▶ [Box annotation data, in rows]
▽
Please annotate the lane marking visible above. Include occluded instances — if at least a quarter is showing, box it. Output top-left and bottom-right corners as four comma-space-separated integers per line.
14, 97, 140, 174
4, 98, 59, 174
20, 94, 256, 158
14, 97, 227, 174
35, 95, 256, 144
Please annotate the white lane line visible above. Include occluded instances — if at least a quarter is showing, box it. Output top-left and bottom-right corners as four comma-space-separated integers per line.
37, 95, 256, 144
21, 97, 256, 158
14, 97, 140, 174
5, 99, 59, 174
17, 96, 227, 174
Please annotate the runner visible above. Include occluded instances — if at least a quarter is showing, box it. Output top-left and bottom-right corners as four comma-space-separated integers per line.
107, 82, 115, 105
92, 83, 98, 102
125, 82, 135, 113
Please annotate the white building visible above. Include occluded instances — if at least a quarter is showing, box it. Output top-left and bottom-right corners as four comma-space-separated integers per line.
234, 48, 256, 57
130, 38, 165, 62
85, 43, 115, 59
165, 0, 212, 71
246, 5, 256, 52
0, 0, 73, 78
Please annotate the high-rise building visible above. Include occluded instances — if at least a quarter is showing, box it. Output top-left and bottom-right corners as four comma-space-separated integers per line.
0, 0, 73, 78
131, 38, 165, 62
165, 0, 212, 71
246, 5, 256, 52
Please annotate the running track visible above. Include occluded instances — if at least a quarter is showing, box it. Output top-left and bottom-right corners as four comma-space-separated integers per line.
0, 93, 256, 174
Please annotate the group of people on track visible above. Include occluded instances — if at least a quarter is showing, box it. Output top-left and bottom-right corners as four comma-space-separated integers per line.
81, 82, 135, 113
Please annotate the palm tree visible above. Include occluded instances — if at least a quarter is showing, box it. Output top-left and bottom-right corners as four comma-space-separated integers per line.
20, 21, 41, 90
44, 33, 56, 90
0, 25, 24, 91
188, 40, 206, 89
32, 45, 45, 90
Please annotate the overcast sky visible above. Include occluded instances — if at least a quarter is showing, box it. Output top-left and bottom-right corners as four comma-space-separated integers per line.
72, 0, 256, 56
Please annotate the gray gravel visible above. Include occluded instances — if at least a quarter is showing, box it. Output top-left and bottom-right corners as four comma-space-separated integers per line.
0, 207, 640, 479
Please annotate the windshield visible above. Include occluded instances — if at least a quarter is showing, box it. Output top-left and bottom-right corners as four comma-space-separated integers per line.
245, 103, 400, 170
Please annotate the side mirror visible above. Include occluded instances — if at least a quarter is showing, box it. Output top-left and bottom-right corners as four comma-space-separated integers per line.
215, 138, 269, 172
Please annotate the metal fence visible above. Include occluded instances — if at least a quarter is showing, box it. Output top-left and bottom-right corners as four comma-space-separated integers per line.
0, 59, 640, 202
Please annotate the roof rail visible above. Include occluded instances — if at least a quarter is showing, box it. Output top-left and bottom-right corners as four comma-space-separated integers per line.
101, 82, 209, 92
△
Pull out every line of the data above that contains the string "building", with case treated as significant.

▶ [Result of the task]
Please annotate the white building visible above. Include occluded instances — if at least a quarter is showing, box it. Output top-left and bottom-right corners as four comma-space-separated integers per line.
Please annotate the high-rise building visible above. Include occluded instances — if at least a quarter is showing, box it. Output top-left and bottom-right corners as four comma-space-separated integers per line.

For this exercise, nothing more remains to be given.